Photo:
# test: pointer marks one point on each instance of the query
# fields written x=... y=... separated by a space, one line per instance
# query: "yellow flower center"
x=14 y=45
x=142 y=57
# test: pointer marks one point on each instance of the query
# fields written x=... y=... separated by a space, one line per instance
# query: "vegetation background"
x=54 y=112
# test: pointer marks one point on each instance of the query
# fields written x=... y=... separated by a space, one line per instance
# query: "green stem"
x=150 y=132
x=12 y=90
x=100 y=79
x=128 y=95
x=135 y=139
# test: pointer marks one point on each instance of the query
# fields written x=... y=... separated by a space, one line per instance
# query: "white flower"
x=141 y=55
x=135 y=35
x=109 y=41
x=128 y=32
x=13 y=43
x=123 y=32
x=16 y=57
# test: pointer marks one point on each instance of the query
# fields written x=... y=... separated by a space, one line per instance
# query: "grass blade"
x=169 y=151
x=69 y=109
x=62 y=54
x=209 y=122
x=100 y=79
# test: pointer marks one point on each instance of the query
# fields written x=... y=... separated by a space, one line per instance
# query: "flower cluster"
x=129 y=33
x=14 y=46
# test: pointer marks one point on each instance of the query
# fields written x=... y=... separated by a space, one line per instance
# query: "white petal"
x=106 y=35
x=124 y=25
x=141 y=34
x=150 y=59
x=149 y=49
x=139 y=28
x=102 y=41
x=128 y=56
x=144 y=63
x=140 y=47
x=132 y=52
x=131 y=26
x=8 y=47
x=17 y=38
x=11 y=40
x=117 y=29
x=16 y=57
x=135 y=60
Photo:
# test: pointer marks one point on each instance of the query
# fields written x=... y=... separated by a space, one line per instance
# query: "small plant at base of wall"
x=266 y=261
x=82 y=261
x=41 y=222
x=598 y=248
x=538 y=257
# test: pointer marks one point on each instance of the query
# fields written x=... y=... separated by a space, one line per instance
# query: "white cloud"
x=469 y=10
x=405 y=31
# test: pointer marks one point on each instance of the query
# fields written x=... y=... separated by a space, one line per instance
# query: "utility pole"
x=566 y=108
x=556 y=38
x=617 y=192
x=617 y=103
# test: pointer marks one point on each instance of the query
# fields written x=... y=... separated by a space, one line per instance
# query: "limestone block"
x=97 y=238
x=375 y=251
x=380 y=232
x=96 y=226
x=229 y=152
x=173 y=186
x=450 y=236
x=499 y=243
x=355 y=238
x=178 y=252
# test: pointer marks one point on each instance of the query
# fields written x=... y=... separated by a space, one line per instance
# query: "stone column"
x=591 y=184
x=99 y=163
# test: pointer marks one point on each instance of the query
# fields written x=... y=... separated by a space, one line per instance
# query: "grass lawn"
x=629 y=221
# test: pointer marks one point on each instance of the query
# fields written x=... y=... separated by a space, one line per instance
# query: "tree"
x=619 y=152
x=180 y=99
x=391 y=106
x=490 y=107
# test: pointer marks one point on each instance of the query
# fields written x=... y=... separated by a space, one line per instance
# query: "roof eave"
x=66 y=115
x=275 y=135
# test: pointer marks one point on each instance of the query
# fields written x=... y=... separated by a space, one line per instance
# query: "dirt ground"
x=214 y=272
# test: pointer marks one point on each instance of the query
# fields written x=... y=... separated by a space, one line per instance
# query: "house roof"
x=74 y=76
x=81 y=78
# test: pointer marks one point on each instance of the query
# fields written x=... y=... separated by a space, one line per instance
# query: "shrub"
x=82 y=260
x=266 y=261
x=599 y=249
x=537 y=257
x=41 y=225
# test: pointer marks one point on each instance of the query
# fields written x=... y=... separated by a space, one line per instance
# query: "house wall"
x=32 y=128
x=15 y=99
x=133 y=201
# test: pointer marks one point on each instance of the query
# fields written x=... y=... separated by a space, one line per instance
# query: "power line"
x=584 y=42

────────────────────

• [AIM] Return every line from the entries above that contains the string "white".

• [RESPONSE TO THE EXERCISE]
# query: "white flower"
# query: "white petal"
# query: "white cloud"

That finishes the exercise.